Task to complete ::
Format the records below as a JSON list of strings with one string for each line, leaving out blank lines.

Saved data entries
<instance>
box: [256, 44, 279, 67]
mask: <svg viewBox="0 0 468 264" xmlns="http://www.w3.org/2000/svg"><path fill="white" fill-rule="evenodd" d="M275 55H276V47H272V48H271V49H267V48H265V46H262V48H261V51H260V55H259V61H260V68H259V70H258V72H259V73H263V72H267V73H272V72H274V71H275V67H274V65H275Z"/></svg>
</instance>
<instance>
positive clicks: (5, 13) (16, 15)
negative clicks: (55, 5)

Result for this task ::
[
  "<instance>",
  "box: [256, 44, 279, 67]",
  "mask: <svg viewBox=\"0 0 468 264\" xmlns=\"http://www.w3.org/2000/svg\"><path fill=\"white\" fill-rule=\"evenodd\" d=\"M275 55H276V47H272V48H271V49H267V48H265V46H262V48H261V51H260V55H259V61H260V68H259V70H258V72H259V73H263V72H267V73H272V72H274V71H275V67H274V65H275Z\"/></svg>",
  "</instance>",
  "<instance>",
  "positive clicks: (5, 13) (16, 15)",
  "negative clicks: (55, 5)"
]